** Opening Supplied information block **

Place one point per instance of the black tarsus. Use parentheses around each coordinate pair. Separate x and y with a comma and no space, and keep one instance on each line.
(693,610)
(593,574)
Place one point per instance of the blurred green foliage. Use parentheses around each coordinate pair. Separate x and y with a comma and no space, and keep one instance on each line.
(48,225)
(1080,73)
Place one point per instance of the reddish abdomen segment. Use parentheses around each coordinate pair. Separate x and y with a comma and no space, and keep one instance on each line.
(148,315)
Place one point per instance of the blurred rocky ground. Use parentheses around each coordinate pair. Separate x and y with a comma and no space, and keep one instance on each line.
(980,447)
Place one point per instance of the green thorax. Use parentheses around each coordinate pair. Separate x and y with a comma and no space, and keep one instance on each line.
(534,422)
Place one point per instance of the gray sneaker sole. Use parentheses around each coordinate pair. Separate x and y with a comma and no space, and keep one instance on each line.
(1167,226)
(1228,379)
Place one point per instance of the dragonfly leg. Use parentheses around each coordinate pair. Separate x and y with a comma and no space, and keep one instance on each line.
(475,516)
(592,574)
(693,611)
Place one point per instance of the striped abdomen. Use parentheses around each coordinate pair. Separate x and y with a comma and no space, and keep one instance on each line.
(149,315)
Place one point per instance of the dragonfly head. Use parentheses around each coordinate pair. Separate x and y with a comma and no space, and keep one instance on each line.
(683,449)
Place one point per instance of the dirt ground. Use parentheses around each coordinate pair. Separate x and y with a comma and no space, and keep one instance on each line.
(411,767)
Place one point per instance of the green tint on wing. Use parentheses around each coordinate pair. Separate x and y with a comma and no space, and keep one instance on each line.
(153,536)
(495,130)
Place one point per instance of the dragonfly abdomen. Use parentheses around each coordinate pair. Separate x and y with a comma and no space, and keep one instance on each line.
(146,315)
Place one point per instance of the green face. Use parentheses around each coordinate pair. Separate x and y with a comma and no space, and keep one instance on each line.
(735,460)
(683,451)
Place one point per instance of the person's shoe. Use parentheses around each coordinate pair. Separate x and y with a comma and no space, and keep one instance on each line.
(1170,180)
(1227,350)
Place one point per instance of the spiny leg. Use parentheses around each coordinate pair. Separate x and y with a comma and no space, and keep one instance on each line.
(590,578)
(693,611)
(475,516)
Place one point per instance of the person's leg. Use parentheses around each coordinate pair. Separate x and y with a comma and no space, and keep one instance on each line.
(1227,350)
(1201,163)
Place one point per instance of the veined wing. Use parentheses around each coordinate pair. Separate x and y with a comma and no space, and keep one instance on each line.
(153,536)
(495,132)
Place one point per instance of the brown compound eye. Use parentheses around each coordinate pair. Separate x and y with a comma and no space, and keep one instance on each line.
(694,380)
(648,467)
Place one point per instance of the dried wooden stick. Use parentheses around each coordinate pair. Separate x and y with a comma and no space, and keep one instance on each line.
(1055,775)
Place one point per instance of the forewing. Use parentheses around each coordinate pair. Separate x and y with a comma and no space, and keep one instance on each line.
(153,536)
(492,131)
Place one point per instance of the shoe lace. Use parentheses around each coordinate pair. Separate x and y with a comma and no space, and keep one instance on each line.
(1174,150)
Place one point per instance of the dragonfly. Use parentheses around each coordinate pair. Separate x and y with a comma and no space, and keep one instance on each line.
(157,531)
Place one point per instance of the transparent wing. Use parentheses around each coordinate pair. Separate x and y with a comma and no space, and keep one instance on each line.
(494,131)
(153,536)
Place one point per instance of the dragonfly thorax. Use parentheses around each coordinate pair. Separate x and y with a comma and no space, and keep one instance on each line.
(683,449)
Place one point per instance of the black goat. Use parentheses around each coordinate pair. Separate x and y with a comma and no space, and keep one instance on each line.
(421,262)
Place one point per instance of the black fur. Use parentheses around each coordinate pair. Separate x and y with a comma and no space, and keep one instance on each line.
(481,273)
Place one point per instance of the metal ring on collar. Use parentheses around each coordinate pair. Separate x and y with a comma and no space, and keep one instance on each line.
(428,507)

** Closing Supplied information block **

■ **What the exercise asks**: All entries must be repeated verbatim.

■ **Completed exercise**:
Place one point per instance of the black tarsus. Use parentheses around each coordinate pair. Separate x and y with a comma and no space, and keep one instance on each line.
(693,610)
(593,574)
Place one point per instance of the blurred green foliage. Use parentheses around each coordinate pair. Separate x and y with a comma and no space, and keep one instance on each line.
(48,225)
(1080,73)
Place one point per instance of the reddish abdomen segment. Use parentheses around each coordinate pair. Separate x and y with a comma and no space, and keep one instance on each line.
(148,315)
Place one point per instance of the blurred rocky ground. Use parentheses around each coordinate pair. Separate x and y with a comma and no space, and keep one instance on each line.
(980,447)
Place one point per instance of the green thorax. Use parentheses around each coordinate pair. Separate x and y with a comma and no space, and keep one instance on each line.
(534,422)
Place one point per instance of the gray sneaker sole. Use parentheses around each coordinate pair. Separate x and y with a comma and no space, and keep one instance on each line.
(1167,226)
(1228,379)
Place one point per instance of the dragonfly leg. Use parentheses around each coordinate pair. Separate x and y with a comma and no space, and keep one instance on each line.
(475,516)
(592,574)
(693,611)
Place one point per instance of the striped abdomen. Use parentheses around each coordinate pair. Separate x and y with a comma and no space, and keep one instance on each line.
(149,315)
Place one point per instance of the dragonfly head. Use parentheses around each coordinate pair. Separate x and y with a comma and no space, and keep one instance on each line.
(683,449)
Place one point per instance of the dirt ground. Use parentheses around each coordinate pair. Separate x and y with a comma and no space, and keep one instance on each line.
(411,767)
Place one point per instance of the green tint on wing. Use parentheses around each coordinate pair. Separate x and y with a comma and no space, and keep one instance on each line.
(153,536)
(495,130)
Place one point per instance of the dragonfly abdomen. Use parentheses around each coordinate pair. Separate x and y with a comma and no space, and keep one instance on each line.
(146,315)
Place one point per instance of the green face. Use parentheses around each coordinate pair. Separate x and y with a comma and no space, and keep one instance on each line.
(735,460)
(683,451)
Place one point per instance of the person's shoe. Use parentheses around each coordinate pair. Separate x and y with a comma and no space, and keep one instance on each line.
(1170,180)
(1227,350)
Place one point per instance of the spiny leg. Use parentheses around each coordinate pair. Separate x and y with a comma and no space, and keep one instance on each line.
(590,578)
(693,611)
(475,516)
Place one point per instance of the person's leg. Use parentheses around each coordinate pair. Separate x and y with a comma and no space, and keep one instance on each line.
(1227,350)
(1201,163)
Place one point per instance of the veined wing. Use parentheses around each coordinate pair. Separate x and y with a comma and no space, and keep one instance on each line.
(153,536)
(495,132)
Place one point per instance of the brown compound eye. Use parentheses around each coordinate pair. Separate x and y with a comma and no space, and keep one instance on each line.
(694,380)
(648,467)
Place one point per instance of the dried wooden stick. Use parentheses around each coordinate pair. Separate x and y with a comma and no space, and keep one instance on each line.
(1055,775)
Place one point per instance of the forewing. Use parentheses around each coordinate pair. Separate x and y with a comma and no space, and keep one instance on each line.
(153,536)
(492,131)
Place one point per instance of the shoe lace. Use parentheses around each coordinate pair. Separate x and y with a comma and no space, and keep one instance on each line.
(1174,150)
Place one point per instance of the dragonfly. Use parentheses around each coordinate pair. Separate x and y with a comma and no space, and keep one instance on each line.
(157,531)
Place one point per instance of the transparent wing. Use parentheses around each coordinate pair. Separate x and y with a comma and no space, and keep one instance on each line.
(494,131)
(153,536)
Place one point per instance of the dragonfly thorax. Use parentheses around each coordinate pair. Separate x and y with a comma and no space, and keep one instance on each line.
(683,449)
Place one point per instance of the black goat. Use parentheses around each coordinate pair. Separate x and y with a comma and no space, and keep one instance on each line.
(421,262)
Place one point per instance of the black fur. Use parentheses around each coordinate pair. Separate x and y with a comma and no space, and keep one instance on each line.
(481,273)
Place one point per instance of the metal ring on collar. Use parentheses around each coordinate pair. Separate x and y with a comma and no space, and keep one instance on each line.
(428,507)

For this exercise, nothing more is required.